§ **Task directions**
Reproduce the data below in full. Nothing should differ from the original.

════════════════════

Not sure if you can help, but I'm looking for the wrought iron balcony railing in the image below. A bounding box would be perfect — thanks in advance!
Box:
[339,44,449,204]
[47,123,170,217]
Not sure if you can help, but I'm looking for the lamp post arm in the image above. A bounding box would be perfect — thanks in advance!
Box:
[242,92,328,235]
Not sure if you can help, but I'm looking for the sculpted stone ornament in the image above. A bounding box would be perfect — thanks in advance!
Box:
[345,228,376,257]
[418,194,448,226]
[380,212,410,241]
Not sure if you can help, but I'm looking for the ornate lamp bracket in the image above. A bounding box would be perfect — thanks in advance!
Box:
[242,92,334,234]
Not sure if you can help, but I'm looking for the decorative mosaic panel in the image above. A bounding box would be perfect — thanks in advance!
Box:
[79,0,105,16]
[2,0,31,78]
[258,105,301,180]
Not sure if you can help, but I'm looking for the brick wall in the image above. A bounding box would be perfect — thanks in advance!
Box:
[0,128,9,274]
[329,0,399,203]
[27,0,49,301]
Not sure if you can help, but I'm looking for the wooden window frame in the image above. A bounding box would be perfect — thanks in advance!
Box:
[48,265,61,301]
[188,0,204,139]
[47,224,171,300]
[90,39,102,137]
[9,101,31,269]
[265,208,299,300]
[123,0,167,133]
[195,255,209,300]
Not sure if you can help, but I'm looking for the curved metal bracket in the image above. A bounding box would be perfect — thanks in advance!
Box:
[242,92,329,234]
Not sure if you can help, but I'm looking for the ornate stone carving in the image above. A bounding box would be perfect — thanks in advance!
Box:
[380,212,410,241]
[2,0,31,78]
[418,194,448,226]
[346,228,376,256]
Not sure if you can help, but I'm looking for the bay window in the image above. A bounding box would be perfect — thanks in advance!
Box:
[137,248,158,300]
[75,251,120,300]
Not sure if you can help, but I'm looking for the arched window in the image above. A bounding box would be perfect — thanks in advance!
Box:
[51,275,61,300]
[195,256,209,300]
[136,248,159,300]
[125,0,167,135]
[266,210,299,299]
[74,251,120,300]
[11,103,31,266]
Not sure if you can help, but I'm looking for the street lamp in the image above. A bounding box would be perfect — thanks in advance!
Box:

════════════════════

§ **Response below**
Not sure if you can help, but I'm looking for the wrought iron balcony railing in the image below. A bounding box would be perfect — thanks in advance!
Box:
[339,44,449,204]
[47,123,170,217]
Not sure if you can help, but I'm looking for the lamp post arm in the image above. A bounding box would be perfect — thanks in advance!
Box:
[242,92,328,235]
Not sure if you can help, but I'm looking for the sculpted stone ornament in the image above. A bounding box would be perfect — thanks in advance!
Box:
[345,228,376,257]
[418,194,448,226]
[380,212,410,241]
Not sure if you can help, but I'm looking for the ornate lamp bracket in the image above. A bounding box would be perfect — thanks in advance!
Box:
[242,92,334,234]
Not sure if you can help, but I'm looking for the decorative mosaic panel in the image above. A bounding box would be perfect — thanks in advance!
Box:
[79,0,105,16]
[2,0,31,78]
[258,105,301,180]
Not sure if you can help, but I'm looking for the brick wall in the image above. A bounding box would be perfect — thanks in advance!
Box:
[0,128,9,274]
[329,0,399,203]
[27,0,49,301]
Not sure if you can help, but I'm looking for the wooden window frame in the image above. A bounding box would be perfect — thanks in advance!
Box:
[48,265,61,301]
[188,0,204,139]
[47,224,171,300]
[90,39,102,137]
[9,101,31,269]
[265,208,299,300]
[123,0,167,133]
[195,255,209,300]
Not sure if you can help, but I'm looking for the curved metal bracket in the image above. A bounding box would be perfect — thanks in advance!
Box:
[242,92,329,234]
Not sure if you can help, but I'm looking for the ornate stone carving in the image above. A bounding box would be perfect — thanks in advance!
Box:
[380,212,410,241]
[2,0,31,78]
[418,194,448,226]
[346,228,376,256]
Not sure if you can help, but I'm looking for the bay window in the image above. A bounding box would be perfect — thanks in advance!
Box:
[137,248,158,300]
[75,251,120,300]
Not sure if you can help, but I'm looking for the arched window in the image above. A bounding box would be perfect — thanks in advance!
Box:
[51,275,61,300]
[195,256,209,300]
[136,248,159,300]
[125,0,167,135]
[266,210,299,299]
[74,251,120,300]
[11,103,31,266]
Not sure if you can help, but I'm looking for the street lamp in the image above. A bounding box would be perfect — thanks in advance!
Box:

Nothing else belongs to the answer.